** START **

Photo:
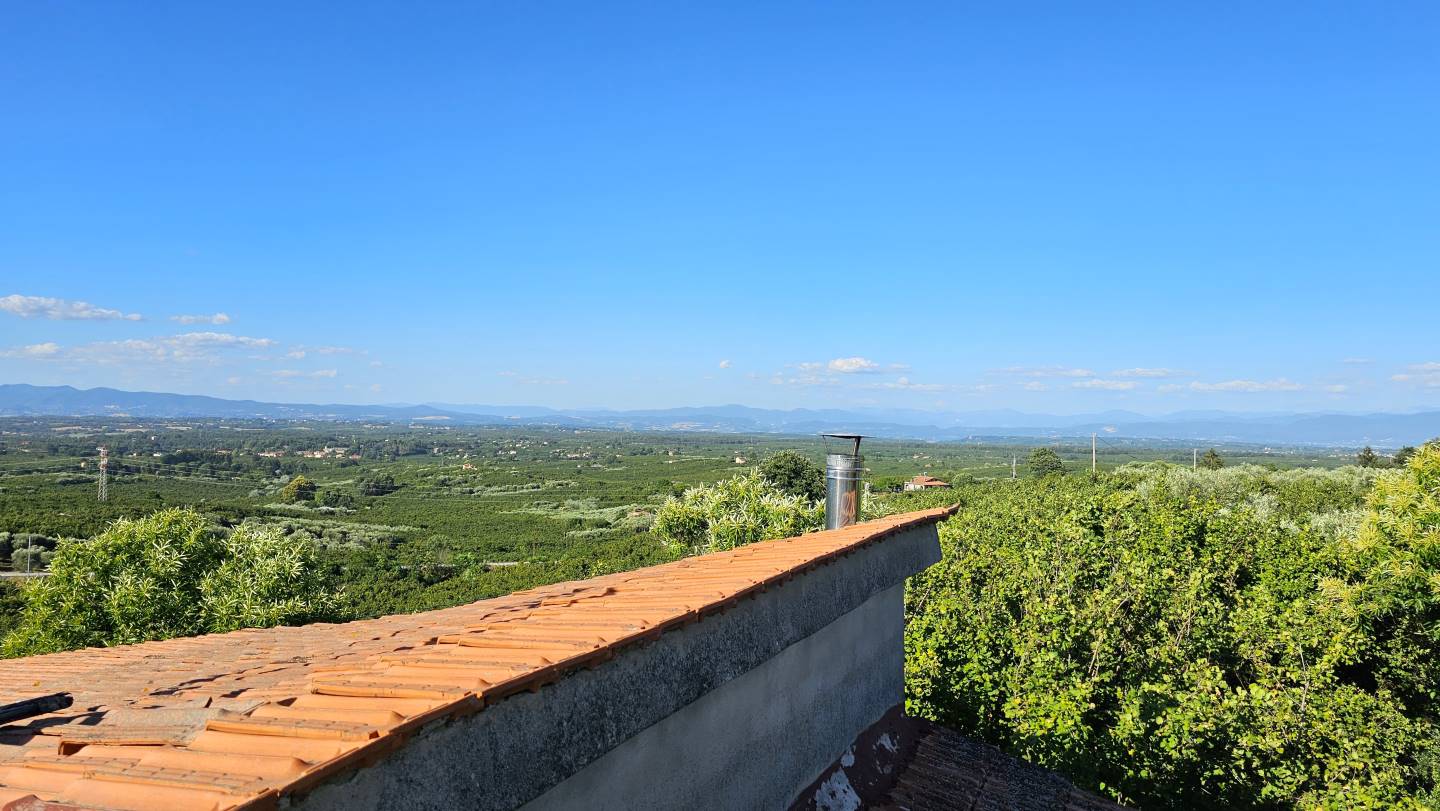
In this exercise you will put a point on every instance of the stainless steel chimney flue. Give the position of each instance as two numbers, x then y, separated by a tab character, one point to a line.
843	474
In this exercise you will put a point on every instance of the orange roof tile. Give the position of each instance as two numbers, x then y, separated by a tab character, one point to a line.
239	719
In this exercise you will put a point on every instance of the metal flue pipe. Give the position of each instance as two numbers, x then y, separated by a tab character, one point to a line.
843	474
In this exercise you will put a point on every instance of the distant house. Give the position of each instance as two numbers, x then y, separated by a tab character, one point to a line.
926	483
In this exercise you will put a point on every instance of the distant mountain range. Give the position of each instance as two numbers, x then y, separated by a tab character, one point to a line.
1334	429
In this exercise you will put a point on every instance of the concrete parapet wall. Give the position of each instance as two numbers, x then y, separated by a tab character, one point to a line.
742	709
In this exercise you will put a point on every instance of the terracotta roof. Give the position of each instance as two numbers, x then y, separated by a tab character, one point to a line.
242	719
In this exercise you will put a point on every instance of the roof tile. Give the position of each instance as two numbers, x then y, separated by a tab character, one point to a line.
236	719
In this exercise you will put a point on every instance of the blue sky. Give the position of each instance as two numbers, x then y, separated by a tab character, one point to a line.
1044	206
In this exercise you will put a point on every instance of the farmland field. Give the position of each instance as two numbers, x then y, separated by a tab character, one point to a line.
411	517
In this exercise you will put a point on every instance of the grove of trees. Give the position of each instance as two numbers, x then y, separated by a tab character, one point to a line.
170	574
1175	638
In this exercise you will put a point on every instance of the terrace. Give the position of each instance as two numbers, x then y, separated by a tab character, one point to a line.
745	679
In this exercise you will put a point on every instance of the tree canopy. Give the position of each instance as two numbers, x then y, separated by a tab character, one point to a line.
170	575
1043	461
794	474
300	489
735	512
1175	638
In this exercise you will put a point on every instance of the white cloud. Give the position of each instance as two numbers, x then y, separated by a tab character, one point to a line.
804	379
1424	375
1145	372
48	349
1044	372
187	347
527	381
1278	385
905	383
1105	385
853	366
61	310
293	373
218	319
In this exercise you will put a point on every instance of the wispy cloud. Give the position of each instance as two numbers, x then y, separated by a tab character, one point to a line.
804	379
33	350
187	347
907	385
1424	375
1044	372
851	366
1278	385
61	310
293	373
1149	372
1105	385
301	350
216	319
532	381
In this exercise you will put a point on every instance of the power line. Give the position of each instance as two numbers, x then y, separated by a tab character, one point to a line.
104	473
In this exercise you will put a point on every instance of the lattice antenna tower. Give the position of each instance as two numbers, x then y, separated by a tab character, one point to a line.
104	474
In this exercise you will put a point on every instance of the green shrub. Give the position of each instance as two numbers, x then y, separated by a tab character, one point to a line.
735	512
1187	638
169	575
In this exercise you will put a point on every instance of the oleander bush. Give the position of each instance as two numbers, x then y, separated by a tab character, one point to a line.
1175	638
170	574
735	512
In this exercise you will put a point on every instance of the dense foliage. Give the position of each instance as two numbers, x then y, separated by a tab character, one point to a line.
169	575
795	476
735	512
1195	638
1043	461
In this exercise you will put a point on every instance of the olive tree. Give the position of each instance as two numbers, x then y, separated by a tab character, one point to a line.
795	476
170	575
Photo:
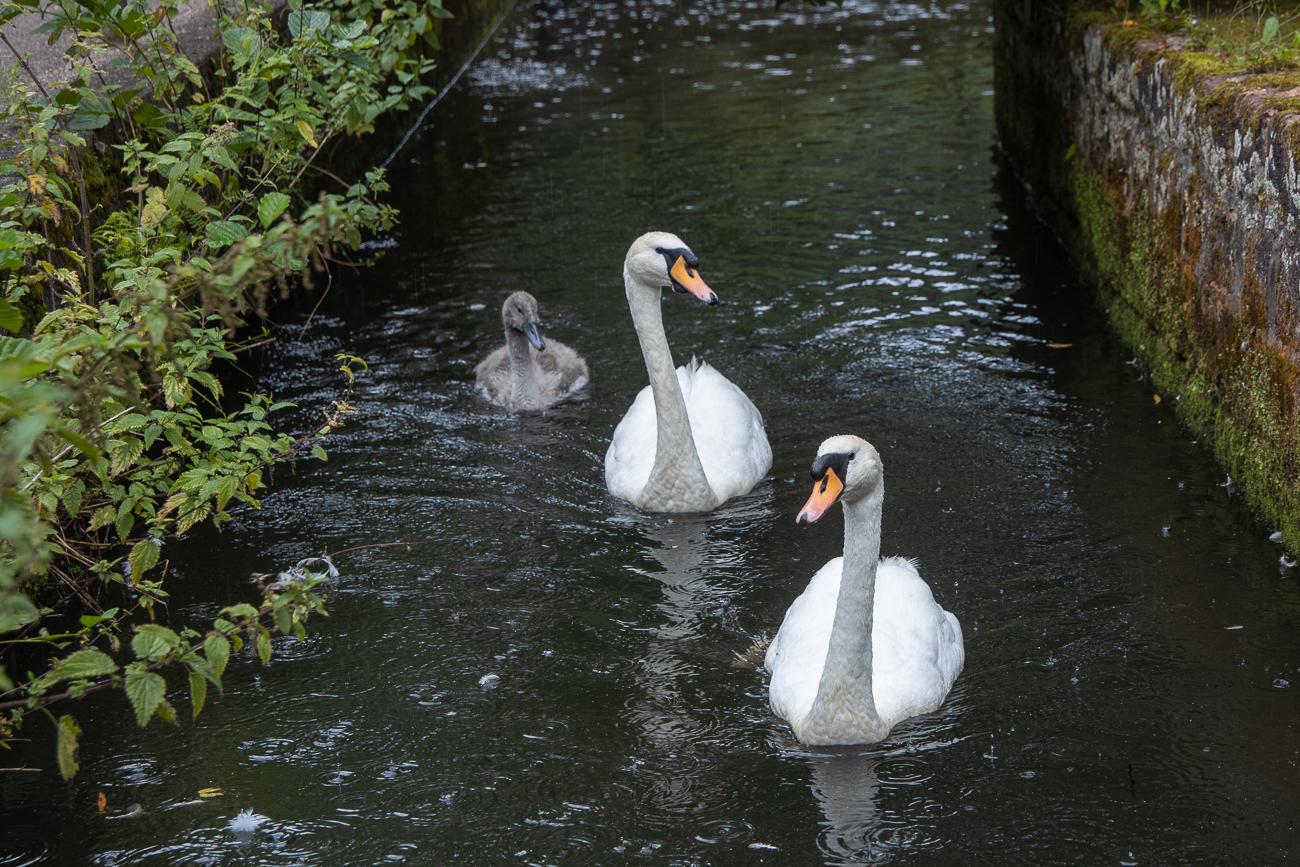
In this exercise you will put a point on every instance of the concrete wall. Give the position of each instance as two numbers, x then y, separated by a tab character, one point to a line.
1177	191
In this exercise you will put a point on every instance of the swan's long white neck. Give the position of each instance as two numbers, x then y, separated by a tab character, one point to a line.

** END **

## What to do
Retype the listing exactly. Pictures do not belong in the copy.

## Reply
Photo:
In this exercise you will put a point on every instance of the stainless steel chimney flue. Give the position of each instance as two numbers, x then y, separated by a tab character, one point to a line.
843	474
In this exercise you will put a point on every instance of the orange roof tile. Give the position of each instance as two numbers, x then y, separated by a tab character, one point to a line.
239	719
In this exercise you will put a point on every instance of the metal flue pipe. Give the position of each instance as two numbers, x then y, separated by a tab character, one point to a line.
843	474
In this exercise you will put a point on every instance of the distant house. Give the position of each instance as two numbers, x then y, separated by a tab character, one point to a line.
926	483
In this exercise you will put a point on every instance of the distant mountain range. Give the position of each instance as two numbers, x then y, separated by a tab character, one point to a line.
1334	429
In this exercise you will put a point on every instance of the concrete parapet wall. Give the position of each instance as two numbers, x then y, separated by a tab character, one point to a line.
742	709
In this exercise you will put a point on every instance of the terracotta roof. Give the position of each instance as two numbers, x then y, separated by a tab character, one point to a line.
242	719
In this exercise you will put a point on every instance of the roof tile. Give the position of each instance as two numbers, x then y, separated by a tab character, one point to a line.
236	719
In this exercise you will put a point on every instance of the blue sky. Give the position of each instance as two numbers, x then y, separated by a tab character, one point to a line.
1044	206
In this exercise you will put a point on every instance of the farmland field. Give the position of each instance as two numbers, x then y, separated by a tab character, one point to a line.
411	517
In this exercise you will put a point on every instance of the grove of trees. Give the position of each instance as two numbers, x then y, separated by a tab character, one point to a line.
170	574
1175	638
In this exercise you will put a point on every instance of the terrace. Give the position of each instance as two numbers, x then y, separated by a tab character, one point to a line.
745	679
In this exercise you will put a point on every instance of the tree canopy. Give the position of each instance as two numbers, x then y, separated by a tab character, one point to a line.
170	575
1043	461
794	474
300	489
735	512
1175	638
In this exercise you will put a point on every instance of the white cloud. Give the position of each instance as two numbers, x then y, separated by a tab character, one point to a line.
804	379
1424	375
1145	372
48	349
1044	372
187	347
527	381
1278	385
905	383
1105	385
853	366
61	310
293	373
218	319
In this exercise you will put a point on every instance of the wispy cloud. Give the position of each instance as two numbers, x then y, separated by a tab character, one point to a line.
804	379
33	350
187	347
907	385
1424	375
1044	372
851	366
1278	385
61	310
293	373
1149	372
1105	385
301	350
216	319
532	381
In this exercise you will put a point on every instance of the power line. Give the position of each instance as two numbers, x then y, separated by a tab character, one point to a line.
104	473
In this exercise you will put a point on every instance of the lattice antenna tower. Give the position of each instance as two numbers, x then y, separated by a tab character, one point to a line.
104	474
In this exercise you will put a point on every instance of the green shrub. Give the position of each instance as two numbers, x then y, separated by a tab character, one point to a line.
735	512
1187	638
169	575
In this exercise you will put a point on every instance of the oleander bush. Give the position of each instance as two numbers, x then y, separated by a tab character, one point to a line.
1175	638
170	574
735	512
In this exercise you will put a point on every instance of the dense foliage. Give the position of each instance as two numbers, x then y, separated by a tab character, one point to a line.
169	575
795	476
735	512
1195	638
1043	461
In this exercise you will put a point on every instance of the olive tree. Give the position of each instance as two numbers, x then y, separated by a tab character, one point to a line.
795	476
170	575
Photo:
In this exercise you will put a point on every instance of the concrete wall. Give the position of each instance as two numbers, x then y, separated by a tab character, one point to a line.
1177	191
In this exercise you will put a point on every instance of the swan's long white neck. Give the position of each instance as two numbers, x then y, separated by a tab character, one point to a line.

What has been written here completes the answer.